Instruction:
Beginning with the line that contains "Can you find the lace bodice", extract each line through the end of the listing below, with no additions or omissions.

Data for this task:
**********
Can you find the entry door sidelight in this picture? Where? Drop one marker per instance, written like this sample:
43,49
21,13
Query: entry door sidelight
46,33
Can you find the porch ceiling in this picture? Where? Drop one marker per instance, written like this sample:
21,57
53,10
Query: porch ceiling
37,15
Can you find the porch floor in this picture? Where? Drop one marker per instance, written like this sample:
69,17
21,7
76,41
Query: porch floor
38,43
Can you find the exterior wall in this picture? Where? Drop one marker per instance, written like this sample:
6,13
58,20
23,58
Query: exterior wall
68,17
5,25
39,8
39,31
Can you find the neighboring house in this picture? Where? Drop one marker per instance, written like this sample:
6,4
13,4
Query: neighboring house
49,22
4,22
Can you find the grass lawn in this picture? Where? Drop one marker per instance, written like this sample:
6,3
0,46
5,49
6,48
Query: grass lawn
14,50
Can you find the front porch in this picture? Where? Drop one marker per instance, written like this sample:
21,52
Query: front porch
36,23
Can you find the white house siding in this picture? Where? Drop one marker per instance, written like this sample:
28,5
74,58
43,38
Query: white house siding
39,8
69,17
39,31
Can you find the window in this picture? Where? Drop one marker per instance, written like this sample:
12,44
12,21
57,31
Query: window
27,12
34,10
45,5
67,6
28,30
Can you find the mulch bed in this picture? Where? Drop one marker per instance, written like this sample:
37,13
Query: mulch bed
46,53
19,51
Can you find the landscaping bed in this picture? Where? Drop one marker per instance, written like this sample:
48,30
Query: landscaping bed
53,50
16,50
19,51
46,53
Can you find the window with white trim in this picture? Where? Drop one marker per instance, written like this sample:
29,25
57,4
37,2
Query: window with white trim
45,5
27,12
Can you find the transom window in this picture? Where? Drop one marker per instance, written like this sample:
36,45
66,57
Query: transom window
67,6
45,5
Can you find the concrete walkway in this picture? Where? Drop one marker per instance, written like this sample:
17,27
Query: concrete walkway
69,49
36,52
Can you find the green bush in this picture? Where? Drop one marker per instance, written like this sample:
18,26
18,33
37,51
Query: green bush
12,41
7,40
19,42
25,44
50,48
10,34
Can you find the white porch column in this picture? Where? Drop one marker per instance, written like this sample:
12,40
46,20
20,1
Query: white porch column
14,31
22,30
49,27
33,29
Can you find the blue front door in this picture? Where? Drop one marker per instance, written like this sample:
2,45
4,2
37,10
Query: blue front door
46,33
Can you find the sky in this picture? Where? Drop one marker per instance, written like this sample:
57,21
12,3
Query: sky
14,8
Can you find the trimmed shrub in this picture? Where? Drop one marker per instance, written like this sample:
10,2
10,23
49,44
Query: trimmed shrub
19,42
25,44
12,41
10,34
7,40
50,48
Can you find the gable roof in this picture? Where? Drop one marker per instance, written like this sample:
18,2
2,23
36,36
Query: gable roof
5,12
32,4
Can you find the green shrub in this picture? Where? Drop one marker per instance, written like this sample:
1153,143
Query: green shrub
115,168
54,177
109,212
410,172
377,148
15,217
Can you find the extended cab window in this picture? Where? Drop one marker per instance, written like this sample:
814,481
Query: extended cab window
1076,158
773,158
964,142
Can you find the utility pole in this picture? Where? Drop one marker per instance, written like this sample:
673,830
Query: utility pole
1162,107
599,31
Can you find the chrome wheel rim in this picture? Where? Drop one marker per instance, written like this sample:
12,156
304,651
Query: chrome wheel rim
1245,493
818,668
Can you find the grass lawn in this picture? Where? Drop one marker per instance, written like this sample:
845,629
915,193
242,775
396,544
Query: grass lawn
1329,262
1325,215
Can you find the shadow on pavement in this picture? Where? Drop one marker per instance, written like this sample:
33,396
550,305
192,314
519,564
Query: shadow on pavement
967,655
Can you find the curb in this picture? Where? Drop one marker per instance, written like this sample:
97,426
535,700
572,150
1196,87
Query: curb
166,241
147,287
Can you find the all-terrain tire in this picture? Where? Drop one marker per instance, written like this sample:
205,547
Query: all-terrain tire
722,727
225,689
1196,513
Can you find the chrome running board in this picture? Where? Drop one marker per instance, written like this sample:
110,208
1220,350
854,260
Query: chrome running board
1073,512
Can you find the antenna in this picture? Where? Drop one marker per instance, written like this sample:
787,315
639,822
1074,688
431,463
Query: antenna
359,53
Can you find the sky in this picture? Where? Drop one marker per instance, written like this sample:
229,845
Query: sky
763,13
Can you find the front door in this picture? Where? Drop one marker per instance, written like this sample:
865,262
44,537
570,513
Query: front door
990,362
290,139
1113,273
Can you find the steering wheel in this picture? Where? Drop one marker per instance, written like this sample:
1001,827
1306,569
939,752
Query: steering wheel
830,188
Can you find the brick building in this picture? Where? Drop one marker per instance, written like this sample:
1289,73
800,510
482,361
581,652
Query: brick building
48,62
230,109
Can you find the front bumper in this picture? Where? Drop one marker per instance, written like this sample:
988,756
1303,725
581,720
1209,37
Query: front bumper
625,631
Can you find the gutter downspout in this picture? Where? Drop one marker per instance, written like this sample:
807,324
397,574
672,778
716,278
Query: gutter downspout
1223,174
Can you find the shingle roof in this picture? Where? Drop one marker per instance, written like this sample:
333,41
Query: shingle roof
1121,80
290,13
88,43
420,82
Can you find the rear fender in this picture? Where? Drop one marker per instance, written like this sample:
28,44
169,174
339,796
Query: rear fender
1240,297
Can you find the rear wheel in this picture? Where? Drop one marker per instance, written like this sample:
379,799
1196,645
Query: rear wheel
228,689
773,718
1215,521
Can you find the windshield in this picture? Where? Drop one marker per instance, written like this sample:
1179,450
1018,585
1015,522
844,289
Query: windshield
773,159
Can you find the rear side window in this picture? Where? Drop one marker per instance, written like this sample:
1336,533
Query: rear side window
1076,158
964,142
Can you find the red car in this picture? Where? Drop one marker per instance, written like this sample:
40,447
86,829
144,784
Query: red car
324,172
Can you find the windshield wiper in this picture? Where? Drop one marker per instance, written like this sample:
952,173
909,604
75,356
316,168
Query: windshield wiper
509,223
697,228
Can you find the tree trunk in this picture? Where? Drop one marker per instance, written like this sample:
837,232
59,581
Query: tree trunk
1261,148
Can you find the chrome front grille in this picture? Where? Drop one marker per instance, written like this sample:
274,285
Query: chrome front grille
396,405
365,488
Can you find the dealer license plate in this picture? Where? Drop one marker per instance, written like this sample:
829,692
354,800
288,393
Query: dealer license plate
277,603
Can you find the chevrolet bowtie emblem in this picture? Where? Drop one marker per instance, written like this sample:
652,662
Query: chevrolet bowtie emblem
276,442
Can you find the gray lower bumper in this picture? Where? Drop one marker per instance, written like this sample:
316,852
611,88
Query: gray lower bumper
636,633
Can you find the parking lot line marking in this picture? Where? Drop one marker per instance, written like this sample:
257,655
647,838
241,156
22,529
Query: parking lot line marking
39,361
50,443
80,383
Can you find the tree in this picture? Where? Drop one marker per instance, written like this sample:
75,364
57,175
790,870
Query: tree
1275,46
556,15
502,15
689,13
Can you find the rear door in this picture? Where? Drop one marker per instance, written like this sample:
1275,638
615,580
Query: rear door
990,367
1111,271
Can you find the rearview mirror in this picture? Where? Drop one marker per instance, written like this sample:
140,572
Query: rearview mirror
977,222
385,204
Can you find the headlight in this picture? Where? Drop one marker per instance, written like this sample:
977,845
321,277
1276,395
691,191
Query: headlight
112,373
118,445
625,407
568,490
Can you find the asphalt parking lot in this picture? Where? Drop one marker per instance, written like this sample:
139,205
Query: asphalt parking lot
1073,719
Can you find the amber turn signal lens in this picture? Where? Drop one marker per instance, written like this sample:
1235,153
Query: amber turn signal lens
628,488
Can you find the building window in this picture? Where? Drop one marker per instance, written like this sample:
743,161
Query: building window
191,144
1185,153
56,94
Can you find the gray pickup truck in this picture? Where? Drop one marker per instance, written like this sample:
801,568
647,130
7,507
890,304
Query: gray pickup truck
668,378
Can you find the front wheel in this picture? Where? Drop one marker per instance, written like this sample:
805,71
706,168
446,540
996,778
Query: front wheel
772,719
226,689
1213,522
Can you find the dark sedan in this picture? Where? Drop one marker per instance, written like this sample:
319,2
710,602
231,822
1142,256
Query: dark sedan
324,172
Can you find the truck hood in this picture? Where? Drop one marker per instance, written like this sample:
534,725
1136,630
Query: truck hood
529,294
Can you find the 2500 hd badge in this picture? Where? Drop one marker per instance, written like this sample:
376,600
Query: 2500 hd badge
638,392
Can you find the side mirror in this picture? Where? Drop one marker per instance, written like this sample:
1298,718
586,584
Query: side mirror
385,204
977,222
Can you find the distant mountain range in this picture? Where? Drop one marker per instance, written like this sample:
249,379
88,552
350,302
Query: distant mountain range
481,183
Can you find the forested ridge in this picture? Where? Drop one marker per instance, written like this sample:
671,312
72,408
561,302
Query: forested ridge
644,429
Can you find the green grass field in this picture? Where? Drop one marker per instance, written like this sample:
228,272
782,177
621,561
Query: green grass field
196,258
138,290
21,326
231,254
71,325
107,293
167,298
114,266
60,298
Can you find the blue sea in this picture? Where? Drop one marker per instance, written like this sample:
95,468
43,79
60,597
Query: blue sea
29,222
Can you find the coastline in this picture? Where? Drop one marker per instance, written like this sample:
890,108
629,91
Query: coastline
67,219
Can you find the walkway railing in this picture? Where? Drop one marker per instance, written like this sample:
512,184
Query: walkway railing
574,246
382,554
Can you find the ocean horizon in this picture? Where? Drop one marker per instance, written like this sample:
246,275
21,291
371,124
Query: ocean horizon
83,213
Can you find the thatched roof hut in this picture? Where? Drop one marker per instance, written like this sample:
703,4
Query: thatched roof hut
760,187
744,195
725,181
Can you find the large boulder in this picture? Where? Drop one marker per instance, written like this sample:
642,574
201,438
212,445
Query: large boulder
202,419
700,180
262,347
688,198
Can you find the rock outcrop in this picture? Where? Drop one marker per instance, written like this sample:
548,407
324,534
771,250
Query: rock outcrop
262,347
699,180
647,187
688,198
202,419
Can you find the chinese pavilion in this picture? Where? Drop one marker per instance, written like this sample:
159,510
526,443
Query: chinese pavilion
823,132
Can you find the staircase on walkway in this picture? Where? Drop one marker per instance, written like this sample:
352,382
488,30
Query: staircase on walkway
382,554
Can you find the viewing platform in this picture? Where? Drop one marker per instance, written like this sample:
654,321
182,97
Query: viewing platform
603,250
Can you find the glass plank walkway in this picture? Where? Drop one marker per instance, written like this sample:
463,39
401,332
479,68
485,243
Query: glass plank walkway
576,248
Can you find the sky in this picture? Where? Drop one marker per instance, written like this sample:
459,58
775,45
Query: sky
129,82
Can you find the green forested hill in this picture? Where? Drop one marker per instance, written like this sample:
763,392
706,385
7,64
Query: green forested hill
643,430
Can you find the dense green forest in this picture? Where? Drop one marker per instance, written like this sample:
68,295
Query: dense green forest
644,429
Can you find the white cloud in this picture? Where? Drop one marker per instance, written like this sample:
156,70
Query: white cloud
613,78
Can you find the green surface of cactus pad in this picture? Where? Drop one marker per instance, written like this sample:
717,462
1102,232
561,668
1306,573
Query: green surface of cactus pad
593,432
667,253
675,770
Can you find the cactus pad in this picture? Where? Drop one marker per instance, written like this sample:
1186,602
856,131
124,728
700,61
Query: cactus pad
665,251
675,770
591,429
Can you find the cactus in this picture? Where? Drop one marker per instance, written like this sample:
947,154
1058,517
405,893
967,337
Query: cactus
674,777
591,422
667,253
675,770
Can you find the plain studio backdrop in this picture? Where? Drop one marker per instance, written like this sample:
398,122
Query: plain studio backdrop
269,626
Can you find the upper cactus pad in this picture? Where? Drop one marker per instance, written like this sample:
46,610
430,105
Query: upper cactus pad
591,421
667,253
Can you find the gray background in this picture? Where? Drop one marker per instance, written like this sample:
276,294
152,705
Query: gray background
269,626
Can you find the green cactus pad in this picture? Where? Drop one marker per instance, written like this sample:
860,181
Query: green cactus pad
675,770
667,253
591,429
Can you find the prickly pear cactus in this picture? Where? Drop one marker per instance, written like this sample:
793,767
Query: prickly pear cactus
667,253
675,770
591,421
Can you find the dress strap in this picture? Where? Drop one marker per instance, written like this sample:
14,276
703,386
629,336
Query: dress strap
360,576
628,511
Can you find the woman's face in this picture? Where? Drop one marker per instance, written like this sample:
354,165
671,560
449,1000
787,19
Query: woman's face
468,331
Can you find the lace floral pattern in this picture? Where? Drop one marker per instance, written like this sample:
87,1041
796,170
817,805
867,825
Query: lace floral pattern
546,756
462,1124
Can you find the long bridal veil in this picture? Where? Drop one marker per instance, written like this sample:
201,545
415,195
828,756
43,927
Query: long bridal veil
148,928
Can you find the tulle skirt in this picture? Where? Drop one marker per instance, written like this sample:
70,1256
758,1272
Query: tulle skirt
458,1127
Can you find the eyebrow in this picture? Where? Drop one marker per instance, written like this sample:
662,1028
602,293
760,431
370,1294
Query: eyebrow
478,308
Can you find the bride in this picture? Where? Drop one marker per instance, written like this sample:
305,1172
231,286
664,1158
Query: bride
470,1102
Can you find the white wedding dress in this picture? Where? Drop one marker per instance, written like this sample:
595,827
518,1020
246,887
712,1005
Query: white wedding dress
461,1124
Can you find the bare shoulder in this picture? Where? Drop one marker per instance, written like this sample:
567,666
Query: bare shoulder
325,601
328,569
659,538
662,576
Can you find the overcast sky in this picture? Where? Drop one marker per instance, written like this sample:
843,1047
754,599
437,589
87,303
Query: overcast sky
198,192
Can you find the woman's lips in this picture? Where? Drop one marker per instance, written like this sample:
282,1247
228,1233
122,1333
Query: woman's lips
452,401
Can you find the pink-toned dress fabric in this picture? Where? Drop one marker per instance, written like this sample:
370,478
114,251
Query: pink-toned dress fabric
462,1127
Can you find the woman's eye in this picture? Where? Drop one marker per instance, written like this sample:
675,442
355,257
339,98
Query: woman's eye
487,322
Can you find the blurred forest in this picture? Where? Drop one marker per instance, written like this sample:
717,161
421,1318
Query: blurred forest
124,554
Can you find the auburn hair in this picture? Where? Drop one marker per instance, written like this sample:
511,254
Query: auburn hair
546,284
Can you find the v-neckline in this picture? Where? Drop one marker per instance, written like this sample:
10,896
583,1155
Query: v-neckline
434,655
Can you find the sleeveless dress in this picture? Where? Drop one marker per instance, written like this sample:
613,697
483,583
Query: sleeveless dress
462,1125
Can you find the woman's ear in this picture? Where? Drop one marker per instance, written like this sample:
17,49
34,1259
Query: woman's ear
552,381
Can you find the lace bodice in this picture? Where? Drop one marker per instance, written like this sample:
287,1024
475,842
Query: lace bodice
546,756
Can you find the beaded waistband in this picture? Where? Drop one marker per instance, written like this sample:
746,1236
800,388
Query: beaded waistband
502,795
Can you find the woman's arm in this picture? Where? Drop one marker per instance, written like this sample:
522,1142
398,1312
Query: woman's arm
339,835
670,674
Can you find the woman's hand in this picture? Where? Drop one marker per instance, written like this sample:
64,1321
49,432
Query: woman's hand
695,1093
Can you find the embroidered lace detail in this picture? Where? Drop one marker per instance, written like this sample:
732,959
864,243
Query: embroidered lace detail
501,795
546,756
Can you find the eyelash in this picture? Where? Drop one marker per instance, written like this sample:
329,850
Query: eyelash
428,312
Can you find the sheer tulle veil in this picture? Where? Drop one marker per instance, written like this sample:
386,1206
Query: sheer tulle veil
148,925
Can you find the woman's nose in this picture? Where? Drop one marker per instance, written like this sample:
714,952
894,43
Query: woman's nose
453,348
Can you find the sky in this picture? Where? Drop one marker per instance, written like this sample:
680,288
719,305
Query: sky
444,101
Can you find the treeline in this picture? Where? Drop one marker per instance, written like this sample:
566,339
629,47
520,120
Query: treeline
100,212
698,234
**********
Expected output:
Can you find the lace bodice in this picture? Where? Drop one marker per instance, written like this sample:
287,1024
475,842
Query: lace bodice
546,756
Can you find the beaded waistband in this picture? Where? Drop one marker per instance, written like this sample:
746,1236
800,388
Query: beaded waistband
502,795
Can you find the woman's arm in this picture? Where? Drop one marker per instance, written like this sample:
522,1142
398,1312
Query: woman's arm
339,835
670,674
Can you find the woman's hand in this picture? Where? Drop one marker per instance, written like this sample:
64,1321
49,432
Query: woman's hand
695,1093
Can you find the embroidered lace detail in this picture? Where? Drop one marker per instance, written like this sample:
732,959
864,243
Query: embroidered lace detail
501,795
546,756
Can you find the eyelash in this picture? Where? Drop one marker per instance, written like this sample:
329,850
Query: eyelash
428,312
Can you find the sheer tulle veil in this picture? Where? Drop one marker per instance, written like this sample:
386,1206
Query: sheer tulle veil
148,925
Can you find the woman's nose in this picture? Where? Drop one marker per instance, written like this sample:
714,952
894,43
Query: woman's nose
453,348
Can you find the sky in this picture? Where? Drop one marker per instance, written like this sample:
680,288
719,305
Query: sky
444,101
Can you find the treeline in this picture? Where? Drop one marker per instance, written like this sample:
566,339
629,47
520,120
Query: treeline
100,212
698,234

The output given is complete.